### Task to complete
Report each line of the records below that contains the string "mark", copying every such line in full. Matching is case-sensitive.

[Position annotation records]
[Begin]
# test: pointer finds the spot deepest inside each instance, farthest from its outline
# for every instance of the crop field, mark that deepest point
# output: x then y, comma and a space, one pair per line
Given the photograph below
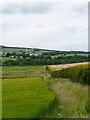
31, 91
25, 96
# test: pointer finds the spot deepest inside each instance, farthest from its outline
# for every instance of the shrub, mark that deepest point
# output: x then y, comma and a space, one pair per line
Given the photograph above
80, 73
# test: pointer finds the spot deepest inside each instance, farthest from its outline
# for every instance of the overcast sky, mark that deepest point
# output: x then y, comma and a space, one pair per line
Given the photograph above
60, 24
[End]
[Begin]
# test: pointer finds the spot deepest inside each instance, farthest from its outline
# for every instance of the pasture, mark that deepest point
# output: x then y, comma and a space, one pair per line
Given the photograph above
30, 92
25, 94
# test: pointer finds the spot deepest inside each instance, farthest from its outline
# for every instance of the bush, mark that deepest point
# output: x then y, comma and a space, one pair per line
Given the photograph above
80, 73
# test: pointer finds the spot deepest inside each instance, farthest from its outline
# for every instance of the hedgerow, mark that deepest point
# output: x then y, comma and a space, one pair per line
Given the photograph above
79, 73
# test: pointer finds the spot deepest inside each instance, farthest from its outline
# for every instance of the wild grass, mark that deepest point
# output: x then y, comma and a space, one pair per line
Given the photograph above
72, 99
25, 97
[End]
### Worked answer
# for every instance of the crop field, mark that deepest point
# for every instance of the shrub, mark that deepest point
# for every instance of the overcast sky, mark that deepest point
# for every instance of the pasture, mark that deepest point
# for every instance of the bush, mark that deepest point
# for every instance of the hedgerow, mark that deepest point
# for every instance of the wild grass, mark that deepest point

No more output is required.